[EXERCISE INSTRUCTIONS]: Reproduce the entries without alteration, beginning with the line containing "I already know the red apple skin" and continuing through the end of the entries.
--- BEGIN INPUT MATERIAL ---
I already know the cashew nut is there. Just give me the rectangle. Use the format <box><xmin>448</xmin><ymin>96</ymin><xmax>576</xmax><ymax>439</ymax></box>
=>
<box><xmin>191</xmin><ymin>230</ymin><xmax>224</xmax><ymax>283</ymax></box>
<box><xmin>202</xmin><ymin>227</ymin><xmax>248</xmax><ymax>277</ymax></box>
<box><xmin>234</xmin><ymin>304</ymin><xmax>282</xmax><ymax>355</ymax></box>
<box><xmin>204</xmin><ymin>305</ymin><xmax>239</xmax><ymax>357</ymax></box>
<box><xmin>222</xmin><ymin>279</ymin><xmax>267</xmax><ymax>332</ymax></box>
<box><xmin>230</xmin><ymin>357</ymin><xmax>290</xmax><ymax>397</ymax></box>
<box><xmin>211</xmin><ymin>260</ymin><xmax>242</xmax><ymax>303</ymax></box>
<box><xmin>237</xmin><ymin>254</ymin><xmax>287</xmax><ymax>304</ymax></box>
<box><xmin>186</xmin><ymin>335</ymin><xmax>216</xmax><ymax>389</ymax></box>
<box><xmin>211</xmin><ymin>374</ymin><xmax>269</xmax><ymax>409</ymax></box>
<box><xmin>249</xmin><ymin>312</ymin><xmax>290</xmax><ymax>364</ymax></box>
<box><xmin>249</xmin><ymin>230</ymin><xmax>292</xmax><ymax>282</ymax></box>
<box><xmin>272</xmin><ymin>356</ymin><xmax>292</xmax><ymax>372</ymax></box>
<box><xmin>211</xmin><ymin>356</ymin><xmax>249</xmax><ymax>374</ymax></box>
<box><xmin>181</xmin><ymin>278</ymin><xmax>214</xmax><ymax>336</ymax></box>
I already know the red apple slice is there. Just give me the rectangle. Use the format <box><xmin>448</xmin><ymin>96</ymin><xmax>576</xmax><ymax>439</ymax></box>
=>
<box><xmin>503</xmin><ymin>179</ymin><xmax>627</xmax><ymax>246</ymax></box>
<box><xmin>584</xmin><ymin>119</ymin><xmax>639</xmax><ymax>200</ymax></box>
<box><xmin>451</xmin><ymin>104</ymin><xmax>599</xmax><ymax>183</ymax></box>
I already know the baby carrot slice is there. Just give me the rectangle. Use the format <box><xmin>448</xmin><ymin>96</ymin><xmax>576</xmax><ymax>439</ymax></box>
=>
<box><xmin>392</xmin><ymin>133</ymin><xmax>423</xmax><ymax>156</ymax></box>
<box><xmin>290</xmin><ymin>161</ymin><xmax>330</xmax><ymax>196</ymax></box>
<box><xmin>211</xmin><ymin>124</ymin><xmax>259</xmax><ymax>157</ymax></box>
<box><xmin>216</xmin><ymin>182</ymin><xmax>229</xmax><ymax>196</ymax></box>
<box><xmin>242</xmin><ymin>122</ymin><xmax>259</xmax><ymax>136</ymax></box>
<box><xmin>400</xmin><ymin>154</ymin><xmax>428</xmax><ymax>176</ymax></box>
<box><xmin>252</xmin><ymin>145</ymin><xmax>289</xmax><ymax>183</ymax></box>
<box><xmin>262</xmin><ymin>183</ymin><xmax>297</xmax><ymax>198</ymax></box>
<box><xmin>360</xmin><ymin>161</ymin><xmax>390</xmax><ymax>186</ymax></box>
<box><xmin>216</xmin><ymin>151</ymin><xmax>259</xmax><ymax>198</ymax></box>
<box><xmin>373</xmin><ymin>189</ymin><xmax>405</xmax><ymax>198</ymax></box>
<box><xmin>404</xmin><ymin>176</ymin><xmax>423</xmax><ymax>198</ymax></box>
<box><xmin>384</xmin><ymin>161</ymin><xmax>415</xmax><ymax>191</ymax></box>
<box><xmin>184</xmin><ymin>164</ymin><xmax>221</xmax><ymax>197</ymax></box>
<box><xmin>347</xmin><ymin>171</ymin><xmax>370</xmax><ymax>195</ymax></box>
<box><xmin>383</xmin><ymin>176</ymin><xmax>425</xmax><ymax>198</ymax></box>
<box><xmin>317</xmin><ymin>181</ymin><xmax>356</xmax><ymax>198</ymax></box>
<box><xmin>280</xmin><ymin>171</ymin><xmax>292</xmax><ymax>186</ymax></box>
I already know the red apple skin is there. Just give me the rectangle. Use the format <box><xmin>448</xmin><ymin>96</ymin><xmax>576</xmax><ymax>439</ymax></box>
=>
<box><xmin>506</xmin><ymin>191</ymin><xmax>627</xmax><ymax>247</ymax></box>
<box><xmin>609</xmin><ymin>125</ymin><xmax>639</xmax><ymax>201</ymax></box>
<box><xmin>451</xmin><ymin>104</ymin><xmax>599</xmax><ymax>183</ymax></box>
--- END INPUT MATERIAL ---
[REPLY]:
I already know the red apple skin is there. Just give me the rectangle. Use the format <box><xmin>448</xmin><ymin>96</ymin><xmax>576</xmax><ymax>439</ymax></box>
=>
<box><xmin>506</xmin><ymin>191</ymin><xmax>627</xmax><ymax>247</ymax></box>
<box><xmin>609</xmin><ymin>125</ymin><xmax>639</xmax><ymax>201</ymax></box>
<box><xmin>451</xmin><ymin>104</ymin><xmax>599</xmax><ymax>183</ymax></box>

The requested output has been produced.